Photo-based point labeling data:
•••
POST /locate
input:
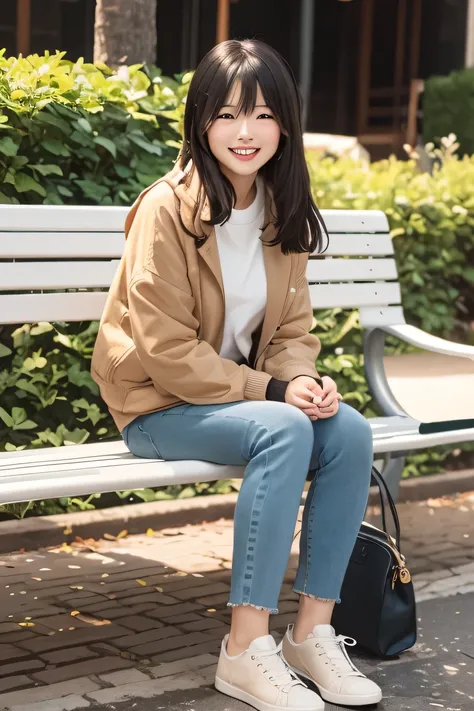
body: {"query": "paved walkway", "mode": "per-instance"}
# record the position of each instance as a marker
(136, 622)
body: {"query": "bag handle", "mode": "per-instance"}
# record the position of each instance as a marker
(383, 488)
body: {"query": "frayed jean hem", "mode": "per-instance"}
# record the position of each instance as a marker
(271, 610)
(315, 597)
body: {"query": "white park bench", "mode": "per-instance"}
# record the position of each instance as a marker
(79, 248)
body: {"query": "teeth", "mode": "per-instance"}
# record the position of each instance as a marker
(244, 151)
•••
Reproduce the data above line for line, omitting the picture.

POST /locate
input:
body: {"query": "paved walkway", "mode": "per-instance"}
# record the position of each instance as a marker
(136, 622)
body: {"query": "bag handle", "mode": "per-instance"}
# record the position of each instance as a marker
(383, 488)
body: {"query": "frayed jean hem", "mode": "per-instance"}
# record the position of each instance as a marker
(271, 610)
(315, 597)
body: {"query": "white park bench", "mode": "per-instance"}
# record the position of each instance as a marker
(79, 248)
body: {"query": "teeth", "mode": "per-instance"}
# record the position of each instance as a marker
(244, 151)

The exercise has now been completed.